## TASKS TO COMPLETE
**A.** In the email thread on memory allocation, what does Neil Brown say swap-over-NFS strongly depends on?
**B.** Please continue the email thread on memory allocation, picking up after its last quoted line.

## DOCUMENT PASSAGE
****************

On Wed, 20 Oct 2021, Michal Hocko wrote:
> On Tue 19-10-21 15:32:27, Neil Brown wrote:

[clip looks of discussion where we are largely in agreement - happy to
 see that!]

> > Presumably there is a real risk of deadlock if we just remove the
> > memory-reserves boosts of __GFP_NOFAIL.  Maybe it would be safe to
> > replace all current users of __GFP_NOFAIL with __GFP_NOFAIL|__GFP_HIGH,
> > and then remove the __GFP_HIGH where analysis suggests there is no risk
> > of deadlocks.
> 
> I would much rather not bind those together and go other way around. If
> somebody can actually hit deadlocks (those are quite easy to spot as
> they do not go away) then we can talk about how to deal with them.
> Memory reserves can help only > < this much.

I recall maybe 10 years ago Linus saying that he preferred simplicity to
mathematical provability for handling memory deadlocks (or something
like that).  I lean towards provability myself, but I do see the other
perspective.
We have mempools and they can provide strong guarantees (though they are
often over-allocated I think).  But they can be a bit clumsy.  I believe
that DaveM is strong against anything like that in the network layer, so
we strongly depend on GFP_MEMALLOC functionality for swap-over-NFS.  I'm
sure it is important elsewhere too.

Of course __GFP_HIGH and __GFP_ATOMIC provide an intermediate priority
level - more likely to fail than __GFP_MEMALLOC.  I suspect they should
not be seen as avoiding deadlock, only as improving service.  So using
them when we cannot wait might make sense, but there are probably other
circumstances.

> > Why is __GFP_NOFAIL better?
> 
> Because the allocator can do something if it knows that the allocation
> cannot fail. E.g. give such an allocation a higher priority over those
> that are allowed to fail. This is not limited to memory reserves,
> although this is the only measure that is implemented currently IIRC.
> On the other hand if there is something interesting the caller can do
> directly - e.g. do internal object management like mempool does - then
> it is better to retry at that level.

****************

## DATA EXTRACT
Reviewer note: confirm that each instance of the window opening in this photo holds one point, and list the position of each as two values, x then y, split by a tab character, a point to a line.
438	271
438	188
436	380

****************

## EXPECTED OUTPUTS
**A.** GFP_MEMALLOC functionality.

**B.**
It *can* do something, but I don't think it *should* do something - not
if that could have a negative impact on other threads.  Just because I
cannot fail, that doesn't mean someone else should fail to help me.
Maybe I should just wait longer.

> 
> > >  * Using this flag for costly allocations is _highly_ discouraged.
> > 
> > This is unhelpful.  Saying something is "discouraged" carries an implied
> > threat.  This is open source and threats need to be open.
> > Why is it discouraged? IF it is not forbidden, then it is clearly
> > permitted.  Maybe there are costs  - so a clear statement of those costs
> > would be appropriate.
> > Also, what is a suitable alternative?
> > 
> > Current code will trigger a WARN_ON, so it is effectively forbidden.
> > Maybe we should document that __GFP_NOFAIL is forbidden for orders above
> > 1, and that vmalloc() should be used instead (thanks for proposing that
> > patch!).
> 
> I think we want to recommend kvmalloc as an alternative once vmalloc is
> NOFAIL aware.
> 
> I will skip over some of the specific regarding SLAB and NOFS usage if
> you do not mind and focus on points that have direct documentation
> consequences. Also I do not feel qualified commenting on neither SLAB
> nor FS internals.
> 
> [...]
> > There is a lot of stuff there.... the bits that are important to me are:
> > 
> >  - why is __GFP_NOFAIL preferred? It is a valuable convenience, but I
> >    don't see that it is necessary
> 
> I think it is preferred for one and a half reasons. It tells allocator
> that this allocation cannot really fail and the caller doesn't have a
> very good/clever retry policy (e.g. like mempools mentioned above). The
> half reason would be for tracking purposes (git grep __GFP_NOFAIL) is
> easier than trying to catch all sorts of while loops over allocation
> which do not do anything really interesting.

I think the one reason is misguided, as described above.
I think the half reason is good, and that we should introduce
   memalloc_retry_wait()
and encourage developers to use that for any memalloc retry loop.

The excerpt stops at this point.